Task brief - Update all of the items below so that "Give x and y" reads "Provide x and y coordinates" everywhere, changing nothing else. Omit the pictures from your answer.

(Coordinate annotation items)
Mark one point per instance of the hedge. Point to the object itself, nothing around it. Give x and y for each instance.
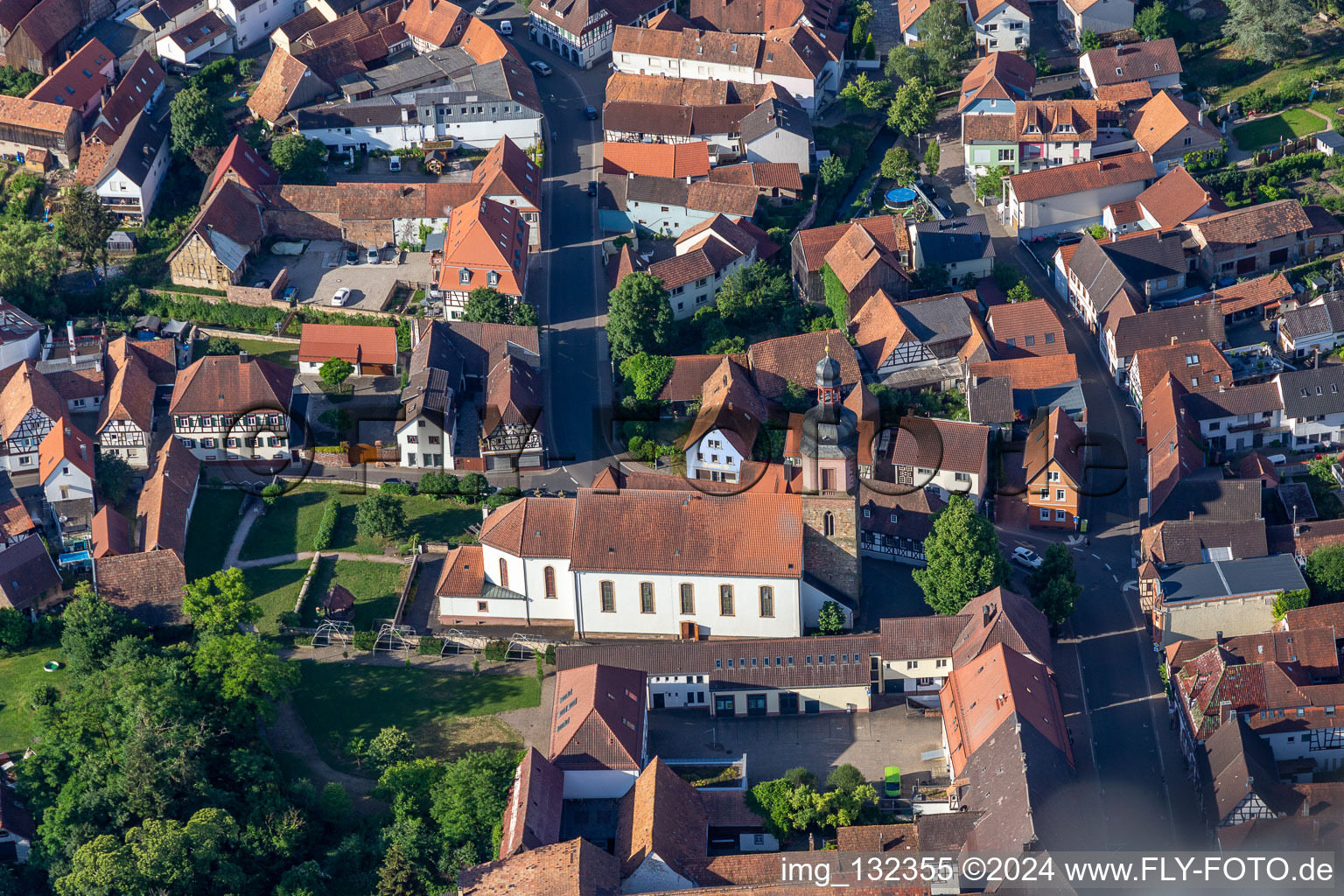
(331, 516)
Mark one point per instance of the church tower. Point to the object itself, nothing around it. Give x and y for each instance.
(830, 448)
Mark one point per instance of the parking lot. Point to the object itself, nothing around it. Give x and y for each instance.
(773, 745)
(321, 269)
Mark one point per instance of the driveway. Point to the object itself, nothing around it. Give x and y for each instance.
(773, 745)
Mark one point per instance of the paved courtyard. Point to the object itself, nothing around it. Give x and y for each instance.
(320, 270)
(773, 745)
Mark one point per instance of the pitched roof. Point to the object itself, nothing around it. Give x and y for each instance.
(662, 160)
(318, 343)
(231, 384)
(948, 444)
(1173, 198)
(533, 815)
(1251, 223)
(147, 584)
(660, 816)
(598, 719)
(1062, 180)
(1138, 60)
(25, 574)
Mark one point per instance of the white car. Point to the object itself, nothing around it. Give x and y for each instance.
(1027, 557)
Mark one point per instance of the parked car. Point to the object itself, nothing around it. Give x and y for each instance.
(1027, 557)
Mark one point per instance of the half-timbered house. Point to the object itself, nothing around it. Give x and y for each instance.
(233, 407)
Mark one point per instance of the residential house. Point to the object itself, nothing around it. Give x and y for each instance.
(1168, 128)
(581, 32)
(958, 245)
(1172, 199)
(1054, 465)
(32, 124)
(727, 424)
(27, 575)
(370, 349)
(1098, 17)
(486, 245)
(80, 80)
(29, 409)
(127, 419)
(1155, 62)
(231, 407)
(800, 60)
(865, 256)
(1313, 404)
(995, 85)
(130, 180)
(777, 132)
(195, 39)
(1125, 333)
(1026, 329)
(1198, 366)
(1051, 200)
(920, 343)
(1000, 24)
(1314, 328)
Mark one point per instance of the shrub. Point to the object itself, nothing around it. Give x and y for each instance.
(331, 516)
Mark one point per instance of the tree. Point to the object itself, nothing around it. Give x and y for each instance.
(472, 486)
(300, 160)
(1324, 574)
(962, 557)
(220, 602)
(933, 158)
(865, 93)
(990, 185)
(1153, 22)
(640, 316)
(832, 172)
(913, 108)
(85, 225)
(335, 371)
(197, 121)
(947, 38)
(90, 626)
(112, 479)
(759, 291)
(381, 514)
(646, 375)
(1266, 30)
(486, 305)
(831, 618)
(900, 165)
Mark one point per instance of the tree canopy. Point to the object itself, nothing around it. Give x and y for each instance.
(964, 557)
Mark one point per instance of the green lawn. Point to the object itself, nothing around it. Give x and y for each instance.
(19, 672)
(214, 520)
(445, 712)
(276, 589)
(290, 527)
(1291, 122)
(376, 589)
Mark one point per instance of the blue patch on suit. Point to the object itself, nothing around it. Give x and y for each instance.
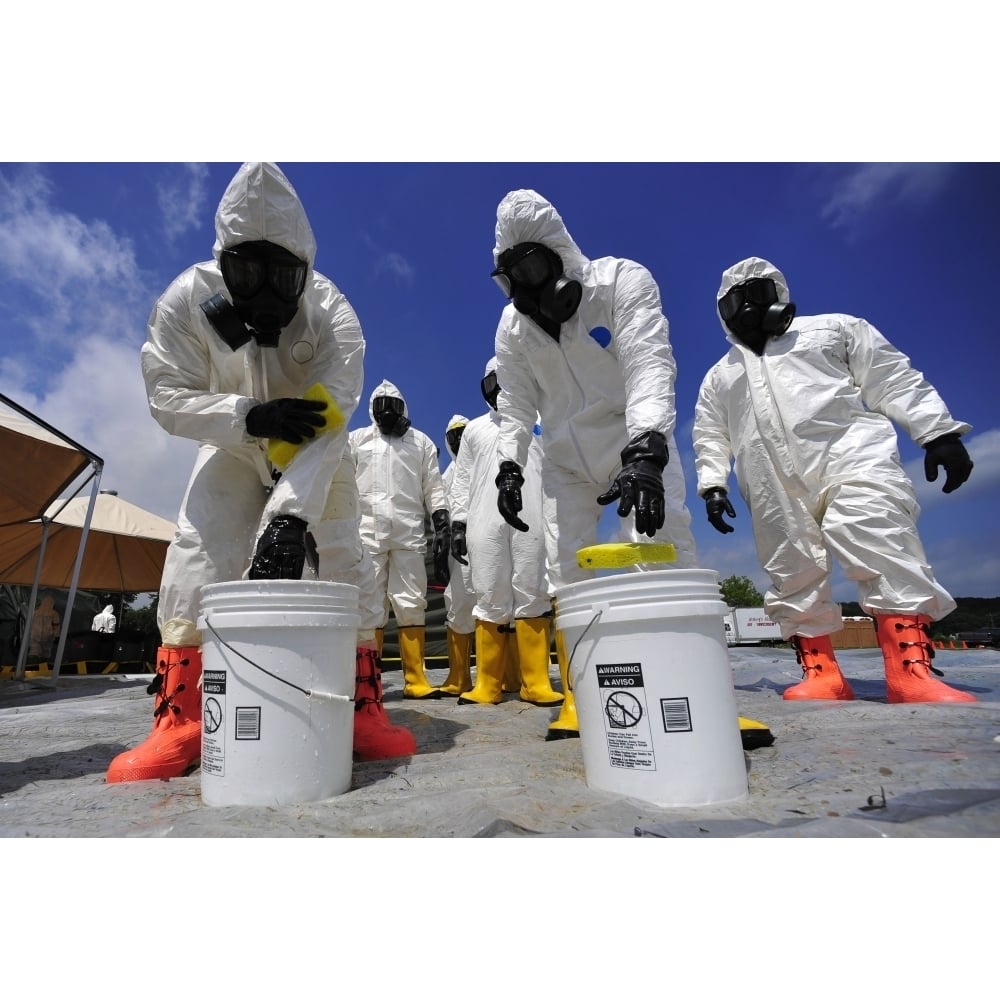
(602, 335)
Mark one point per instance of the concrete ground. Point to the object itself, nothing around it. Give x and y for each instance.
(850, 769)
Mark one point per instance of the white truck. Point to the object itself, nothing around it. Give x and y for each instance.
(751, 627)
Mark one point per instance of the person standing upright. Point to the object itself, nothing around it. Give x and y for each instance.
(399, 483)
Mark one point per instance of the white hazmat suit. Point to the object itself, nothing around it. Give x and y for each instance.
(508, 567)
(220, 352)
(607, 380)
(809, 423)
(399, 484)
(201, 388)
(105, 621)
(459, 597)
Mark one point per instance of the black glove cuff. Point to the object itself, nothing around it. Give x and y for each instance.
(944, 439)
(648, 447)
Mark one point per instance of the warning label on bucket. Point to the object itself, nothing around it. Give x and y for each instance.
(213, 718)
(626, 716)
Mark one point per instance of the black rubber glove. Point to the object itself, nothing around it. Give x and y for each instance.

Output for this task -
Mark one point per instance of the hedge. Point to the object itself, nothing around it. Provide x and y coordinates for each instance.
(331, 516)
Mark one point per instance of the church tower. Point to the object itself, nothing around it. Provide x and y coordinates for each instance.
(830, 448)
Mark one point per instance of the parking lot. Point to the object itself, nothing around it. Provide x and y coordinates for each instance.
(773, 745)
(321, 269)
Mark one point per instance of the driveway. Point to the object itself, nothing around it. Provide x and y coordinates for each instance.
(773, 745)
Mark one point per instance of the paved courtyard. Point to the object itself, nothing around it. Provide x and y coordinates for each instance.
(320, 270)
(773, 745)
Mark one point per instance of the pitched roof. Point to the object itself, nothing around it. Provide x and y coordinates for each instance.
(662, 160)
(318, 343)
(231, 384)
(948, 444)
(1173, 198)
(533, 815)
(1251, 223)
(147, 584)
(660, 816)
(598, 719)
(1062, 180)
(1138, 60)
(25, 574)
Mark one point per instance of the white car. Point to the object itself, nothing around it. Provide x and y coordinates for each instance.
(1027, 557)
Mark one point per instance of the parked car. Point to the object itself, nothing around it. Provide x and y coordinates for each instance.
(1027, 557)
Mark one point per instance of the half-timbered house. Point to the object itself, nothing around it. Provide x and y coordinates for each instance.
(233, 407)
Mark one point per instance of the residential house. Point to the object itself, nothing around it. Provide x and y coordinates for each instance.
(1168, 128)
(581, 32)
(958, 245)
(1172, 199)
(1054, 465)
(32, 124)
(727, 424)
(27, 575)
(370, 349)
(1098, 17)
(486, 245)
(80, 80)
(29, 409)
(127, 419)
(1155, 62)
(231, 407)
(800, 60)
(865, 256)
(1313, 404)
(995, 85)
(130, 180)
(777, 132)
(195, 39)
(1125, 333)
(1026, 329)
(1198, 366)
(1051, 200)
(920, 343)
(1000, 24)
(1314, 328)
Mark one point per instance of the shrub. Point to the object itself, nothing around it. Provide x and y coordinates for each instance.
(331, 516)
Mark one point per instance of the tree. Point to the object itself, nothing around it. Provide x and y coordinates for each instance.
(472, 486)
(300, 160)
(1324, 574)
(962, 557)
(220, 602)
(933, 158)
(865, 93)
(990, 185)
(1153, 22)
(640, 316)
(832, 172)
(913, 108)
(85, 225)
(335, 371)
(197, 121)
(947, 38)
(90, 626)
(112, 479)
(759, 291)
(381, 514)
(646, 375)
(1266, 30)
(486, 305)
(831, 618)
(900, 165)
Mark one point per instance of the tree canopy. Point to the object itself, nothing around it. Provide x and y coordinates for each instance.
(964, 557)
Mark one point per instance of the green lawn. Point to the object itself, nothing around it. Provide x and y coordinates for each instance.
(19, 672)
(214, 520)
(445, 712)
(276, 589)
(290, 527)
(1291, 122)
(376, 589)
Mark one point per instance of the blue patch on suit. Point to the object itself, nothing around it. Provide x and y coordinates for each instance.
(602, 335)
Mark one point per instance of the concrete ground. Point to the object itself, nothing around it. Provide x and y coordinates for each instance.
(850, 769)
Mark one point per instance of the white truck. Point to the object itself, nothing around it. Provide x and y coordinates for each instance.
(751, 627)
Mark one point per instance of the person standing upright. Point to the object itself, nothing around it. Provide x and y coordinates for each instance.
(399, 483)
Mark one point per instance of the white hazmat suit. Point to the object itself, nothing around it. Provide x and y coordinates for each instance.
(508, 567)
(220, 352)
(607, 380)
(809, 423)
(399, 484)
(201, 388)
(105, 621)
(459, 597)
Mark one point per instance of the black glove cuff. Point to the object itself, nothing around it. Provide x and y coordinates for each instance.
(944, 439)
(648, 447)
Mark one point per instance of the warning label on bucket. Point to the object itself, nothing around it. Provide x and y coordinates for each instance.
(213, 718)
(626, 716)
Mark one point per instance of the black rubber glove. Point to the object itself, nothing around it. Provide x and y coordinates for each instance.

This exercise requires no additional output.